▸ Extrait du document:
# TUTO - Installer Windows 10 en externe USB ou THUNDERBOLT



## zdef (16 Octobre 2019)

Bonjour à tous.
Je rédige ce tuto pour permettre à tout le monde d'avoir windows 10 sur un disque dur externe en USB et en Thunderbolt.
Si je fais cela c'est parce que j'ai lu bien des posts ici et ailleurs et que c'est toujours très compliqué de s'y retrouver.
Un général, on vous dit que ce n'est pas possible, ou sous certaines conditions. En bien c'est possible. Pour tout le monde. En usb et en thunderbolt.
Mais je vous préviens il faut s'accrocher un peu. Ça se mérite un si grand plaisir !

Je tiens à préciser que le tutoriel originel est d’iTeckCydia et qu’on le trouve sur youtube à cette adresse : https://www.youtube.com/watch?v=lDQvWKXwo4Y
Mais il est assez facile de se perdre et de faire des bêtises quand on commence à s’y frotter, c’est pourquoi je vous propose ici de vous faire un pas à pas détaillé.

Dites-vous ceci : Ça marche en USB et en thunderbolt avec un disque dur mécanique ou un SSD. J'ai testé toutes les configurations et le gain de perf est immense. Vous avez un PC sans prendre de place sur votre DD interne.

▸ Tâche à réaliser: Réécrivez le passage du tutoriel qui s'ouvre sur les mots « Bonjour à tous. » et se ferme sur « à pas détaillé. », en y remplaçant « disque dur externe » par « SSD externe ».

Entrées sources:
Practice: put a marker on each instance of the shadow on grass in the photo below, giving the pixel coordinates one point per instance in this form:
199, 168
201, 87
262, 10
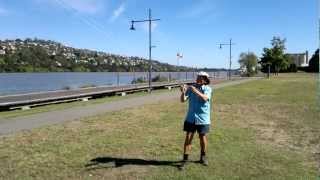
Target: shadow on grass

▸ Réponse rédigée:
Bonjour à tous.
Je rédige ce tuto pour permettre à tout le monde d'avoir windows 10 sur un SSD externe en USB et en Thunderbolt.
Si je fais cela c'est parce que j'ai lu bien des posts ici et ailleurs et que c'est toujours très compliqué de s'y retrouver.
Un général, on vous dit que ce n'est pas possible, ou sous certaines conditions. En bien c'est possible. Pour tout le monde. En usb et en thunderbolt.
Mais je vous préviens il faut s'accrocher un peu. Ça se mérite un si grand plaisir !

Je tiens à préciser que le tutoriel originel est d’iTeckCydia et qu’on le trouve sur youtube à cette adresse : https://www.youtube.com/watch?v=lDQvWKXwo4Y
Mais il est assez facile de se perdre et de faire des bêtises quand on commence à s’y frotter, c’est pourquoi je vous propose ici de vous faire un pas à pas détaillé.